● TASK TO COMPLETE
Verbatim copy, images removed: write out the entries below.

########

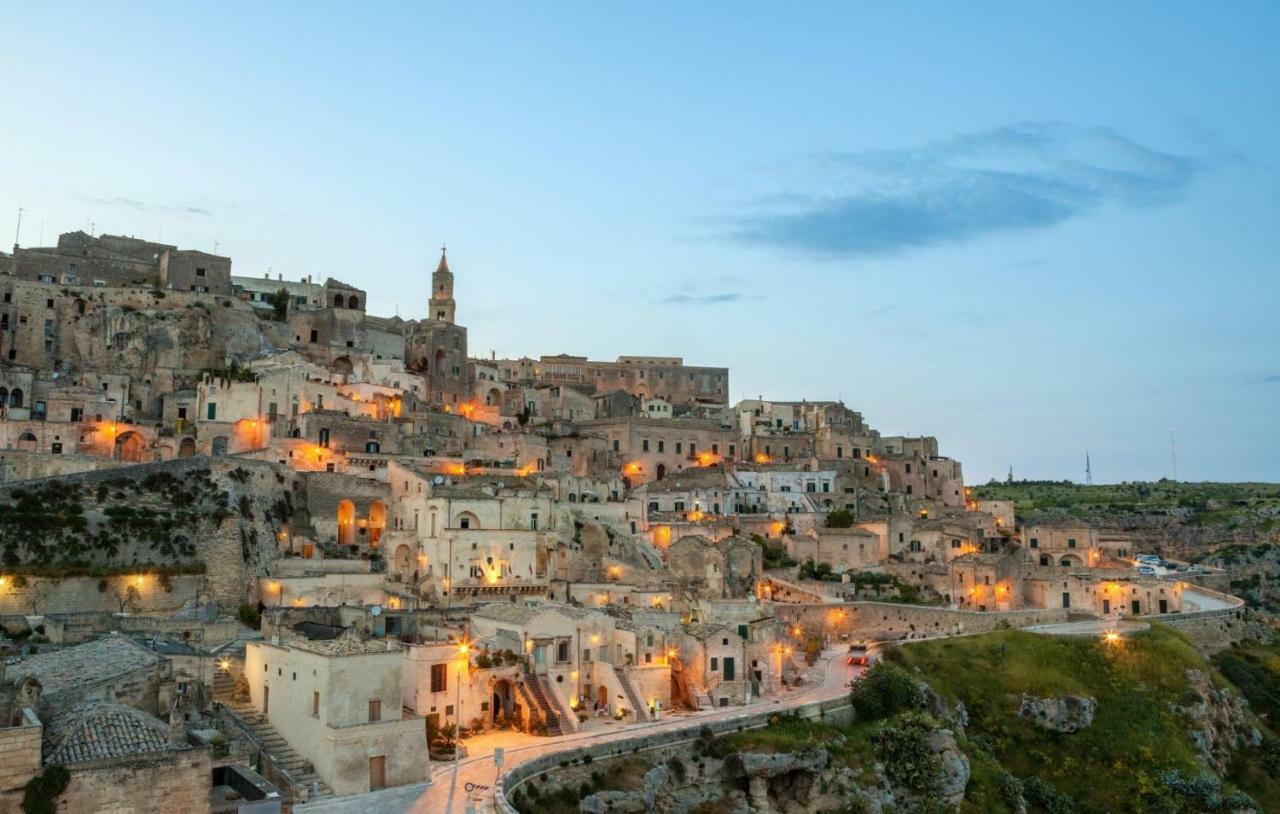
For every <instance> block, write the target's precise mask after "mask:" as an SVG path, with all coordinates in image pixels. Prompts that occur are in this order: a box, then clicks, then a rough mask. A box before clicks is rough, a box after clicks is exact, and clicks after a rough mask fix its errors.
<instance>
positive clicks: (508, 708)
mask: <svg viewBox="0 0 1280 814" xmlns="http://www.w3.org/2000/svg"><path fill="white" fill-rule="evenodd" d="M517 718H518V714H517V709H516V687H515V685H512V682H511V680H509V678H498V680H497V681H494V682H493V685H492V686H490V689H489V722H490V723H493V724H494V726H506V724H508V723H518V721H517Z"/></svg>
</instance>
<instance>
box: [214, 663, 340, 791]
mask: <svg viewBox="0 0 1280 814" xmlns="http://www.w3.org/2000/svg"><path fill="white" fill-rule="evenodd" d="M215 692H216V680H215ZM225 705H227V709H228V710H230V713H232V714H233V715H236V718H238V719H239V722H241V723H242V724H243V726H244V728H246V730H247V731H248V732H251V733H252V737H253V740H255V741H256V742H257V745H259V747H261V750H262V751H265V753H266V754H268V755H269V756H270V759H271V763H274V764H275V765H276V767H278V768H280V769H283V770H284V772H285V773H287V774H288V776H289V778H291V779H292V781H293V800H294V802H301V801H303V800H307V801H311V800H328V799H329V797H333V796H334V794H333V790H332V788H329V786H328V785H326V783H325V782H324V781H323V779H320V776H319V774H316V773H315V769H312V768H311V763H310V762H308V760H307V759H306V758H303V756H302V755H300V754H298V753H296V751H293V747H292V746H289V744H288V741H285V740H284V737H283V736H280V733H279V732H276V731H275V727H273V726H271V723H270V722H269V721H268V719H266V715H264V714H262V713H260V712H257V709H256V708H255V706H253V705H252V704H233V703H227V704H225Z"/></svg>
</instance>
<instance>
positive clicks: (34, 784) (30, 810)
mask: <svg viewBox="0 0 1280 814" xmlns="http://www.w3.org/2000/svg"><path fill="white" fill-rule="evenodd" d="M70 779H72V776H70V772H68V770H67V768H65V767H60V765H50V767H46V768H45V770H44V772H41V773H40V774H37V776H36V777H33V778H31V779H29V781H28V782H27V785H26V786H24V787H23V791H22V810H23V814H54V813H55V811H58V796H59V795H61V794H63V792H64V791H67V785H68V783H69V782H70Z"/></svg>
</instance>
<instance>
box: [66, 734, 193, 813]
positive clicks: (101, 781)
mask: <svg viewBox="0 0 1280 814" xmlns="http://www.w3.org/2000/svg"><path fill="white" fill-rule="evenodd" d="M68 768H69V769H70V773H72V779H70V783H69V785H68V786H67V791H64V792H63V795H61V796H60V797H59V799H58V810H59V811H60V813H64V814H101V813H104V811H109V813H110V814H145V813H151V811H182V813H183V814H207V811H209V810H210V805H211V801H212V797H211V794H212V764H211V762H210V756H209V750H206V749H186V750H182V751H165V753H155V754H150V755H140V756H134V758H127V759H123V760H93V762H88V763H77V764H72V765H69V767H68Z"/></svg>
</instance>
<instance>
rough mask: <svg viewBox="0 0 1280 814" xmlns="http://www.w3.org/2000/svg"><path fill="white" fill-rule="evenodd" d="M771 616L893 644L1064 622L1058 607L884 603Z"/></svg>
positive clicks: (813, 631) (817, 604)
mask: <svg viewBox="0 0 1280 814" xmlns="http://www.w3.org/2000/svg"><path fill="white" fill-rule="evenodd" d="M773 612H774V613H776V614H777V617H778V618H780V619H782V621H783V622H786V625H787V626H788V627H794V626H800V627H804V628H805V630H808V631H809V632H817V634H820V635H823V636H826V637H828V639H832V640H836V639H840V637H842V636H844V637H847V639H852V640H858V639H876V640H887V641H892V640H897V639H928V637H931V636H946V635H955V634H984V632H988V631H993V630H998V628H1002V627H1027V626H1028V625H1055V623H1061V622H1066V619H1068V612H1066V611H1065V609H1061V608H1056V609H1047V611H1005V612H995V611H992V612H978V611H955V609H952V608H940V607H929V605H905V604H896V603H887V602H846V603H832V604H774V605H773Z"/></svg>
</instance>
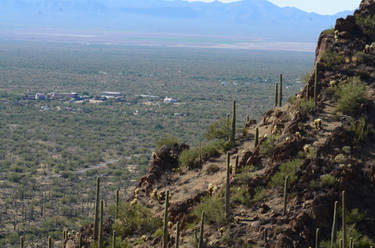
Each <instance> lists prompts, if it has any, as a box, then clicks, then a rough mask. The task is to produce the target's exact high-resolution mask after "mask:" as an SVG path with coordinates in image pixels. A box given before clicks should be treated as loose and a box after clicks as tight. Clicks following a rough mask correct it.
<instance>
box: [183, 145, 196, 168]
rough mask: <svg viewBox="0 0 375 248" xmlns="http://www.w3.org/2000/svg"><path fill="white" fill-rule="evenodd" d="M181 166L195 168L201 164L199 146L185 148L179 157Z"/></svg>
mask: <svg viewBox="0 0 375 248" xmlns="http://www.w3.org/2000/svg"><path fill="white" fill-rule="evenodd" d="M178 163H179V166H180V167H186V168H188V169H195V168H198V167H199V166H200V164H199V163H200V161H199V148H191V149H187V150H184V151H183V152H182V153H181V154H180V157H179V158H178Z"/></svg>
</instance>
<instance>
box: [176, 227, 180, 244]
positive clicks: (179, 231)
mask: <svg viewBox="0 0 375 248" xmlns="http://www.w3.org/2000/svg"><path fill="white" fill-rule="evenodd" d="M179 246H180V222H179V221H178V222H177V229H176V248H178V247H179Z"/></svg>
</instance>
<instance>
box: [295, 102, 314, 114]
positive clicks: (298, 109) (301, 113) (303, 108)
mask: <svg viewBox="0 0 375 248" xmlns="http://www.w3.org/2000/svg"><path fill="white" fill-rule="evenodd" d="M295 108H296V110H297V111H299V112H300V113H301V114H303V115H307V114H310V113H311V112H313V111H314V109H315V104H314V101H313V100H312V99H306V98H302V99H298V100H296V103H295Z"/></svg>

########

● RESPONSE BOX
For every <instance> block, write the target's precise mask after "mask:" as an SVG path, with all coordinates in image pixels. Prompts that occur are in this order: a box, then clicks, then a rough mask. A box before clicks is rough, a box after clicks is exact, and clicks after a rough mask fix its errors.
<instance>
positive clicks: (508, 708)
mask: <svg viewBox="0 0 1280 814" xmlns="http://www.w3.org/2000/svg"><path fill="white" fill-rule="evenodd" d="M517 718H518V714H517V709H516V687H515V685H512V682H511V680H509V678H498V680H497V681H494V682H493V685H492V686H490V689H489V722H490V723H493V724H494V726H506V724H508V723H518V721H517Z"/></svg>
</instance>
<instance>
box: [214, 663, 340, 791]
mask: <svg viewBox="0 0 1280 814" xmlns="http://www.w3.org/2000/svg"><path fill="white" fill-rule="evenodd" d="M215 692H216V680H215ZM225 705H227V709H228V710H230V713H232V714H233V715H236V718H238V719H239V722H241V723H242V724H243V726H244V728H246V730H247V731H248V732H251V733H252V737H253V740H255V741H256V742H257V745H259V747H261V750H262V751H265V753H266V754H268V755H269V756H270V759H271V763H274V764H275V765H276V767H278V768H280V769H283V770H284V772H285V773H287V774H288V776H289V778H291V779H292V781H293V800H294V802H301V801H303V800H307V801H311V800H328V799H329V797H333V796H334V794H333V790H332V788H329V786H328V785H326V783H325V782H324V781H323V779H320V776H319V774H316V773H315V769H312V768H311V763H310V762H308V760H307V759H306V758H303V756H302V755H300V754H298V753H296V751H293V747H292V746H289V744H288V741H285V740H284V737H283V736H280V733H279V732H276V731H275V727H273V726H271V723H270V722H269V721H268V719H266V715H264V714H262V713H260V712H257V709H256V708H255V706H253V705H252V704H233V703H227V704H225Z"/></svg>
</instance>
<instance>
positive clicks: (34, 784) (30, 810)
mask: <svg viewBox="0 0 1280 814" xmlns="http://www.w3.org/2000/svg"><path fill="white" fill-rule="evenodd" d="M70 779H72V776H70V772H68V770H67V768H65V767H60V765H50V767H46V768H45V770H44V772H41V773H40V774H37V776H36V777H33V778H31V779H29V781H28V782H27V785H26V786H24V787H23V791H22V810H23V814H54V813H55V811H58V796H59V795H61V794H63V792H64V791H67V785H68V783H69V782H70Z"/></svg>
</instance>
<instance>
box: [66, 734, 193, 813]
positive clicks: (101, 781)
mask: <svg viewBox="0 0 1280 814" xmlns="http://www.w3.org/2000/svg"><path fill="white" fill-rule="evenodd" d="M68 768H69V769H70V773H72V779H70V783H69V785H68V786H67V791H64V792H63V795H61V796H60V797H59V799H58V810H59V811H60V813H64V814H101V813H104V811H109V813H110V814H145V813H151V811H182V813H183V814H207V811H209V810H210V805H211V801H212V797H211V794H212V764H211V762H210V756H209V750H206V749H186V750H182V751H165V753H155V754H150V755H140V756H134V758H127V759H123V760H93V762H88V763H77V764H72V765H69V767H68Z"/></svg>
</instance>
<instance>
rough mask: <svg viewBox="0 0 1280 814" xmlns="http://www.w3.org/2000/svg"><path fill="white" fill-rule="evenodd" d="M771 616L893 644L1064 622L1058 607L884 603Z"/></svg>
positive clicks: (813, 631) (817, 604)
mask: <svg viewBox="0 0 1280 814" xmlns="http://www.w3.org/2000/svg"><path fill="white" fill-rule="evenodd" d="M773 612H774V613H776V614H777V617H778V618H780V619H782V621H783V622H786V625H787V626H788V627H794V626H800V627H804V628H805V630H808V631H809V632H817V634H820V635H823V636H826V637H828V639H832V640H836V639H840V637H842V636H844V637H847V639H852V640H858V639H876V640H887V641H892V640H897V639H928V637H931V636H946V635H955V634H984V632H988V631H993V630H998V628H1002V627H1027V626H1028V625H1055V623H1061V622H1066V619H1068V612H1066V611H1065V609H1061V608H1056V609H1047V611H1005V612H995V611H992V612H978V611H955V609H952V608H940V607H929V605H905V604H896V603H887V602H846V603H832V604H774V605H773Z"/></svg>
</instance>
Each <instance> lists prompts, if it has any, as a box, then clicks, then a rough mask. The task is to produce the target's exact high-resolution mask after "mask:" as an SVG path with coordinates in image pixels. A box given before clicks should be treated as loose and a box after clicks as tight. Clicks following a rough mask correct it.
<instance>
box: [183, 145, 196, 168]
rough mask: <svg viewBox="0 0 375 248" xmlns="http://www.w3.org/2000/svg"><path fill="white" fill-rule="evenodd" d="M181 166L195 168L201 164L199 146L185 148L179 157Z"/></svg>
mask: <svg viewBox="0 0 375 248" xmlns="http://www.w3.org/2000/svg"><path fill="white" fill-rule="evenodd" d="M178 163H179V166H180V167H186V168H188V169H195V168H198V167H199V166H200V164H199V163H200V161H199V148H191V149H187V150H184V151H183V152H182V153H181V154H180V157H179V158H178Z"/></svg>
</instance>
<instance>
box: [176, 227, 180, 244]
positive clicks: (179, 231)
mask: <svg viewBox="0 0 375 248" xmlns="http://www.w3.org/2000/svg"><path fill="white" fill-rule="evenodd" d="M179 246H180V222H179V221H178V222H177V229H176V248H178V247H179Z"/></svg>
</instance>
<instance>
box: [295, 102, 314, 114]
positive clicks: (298, 109) (301, 113) (303, 108)
mask: <svg viewBox="0 0 375 248" xmlns="http://www.w3.org/2000/svg"><path fill="white" fill-rule="evenodd" d="M295 108H296V110H297V111H299V112H300V113H301V114H303V115H307V114H310V113H311V112H313V111H314V109H315V104H314V101H313V100H312V99H306V98H302V99H298V100H296V103H295Z"/></svg>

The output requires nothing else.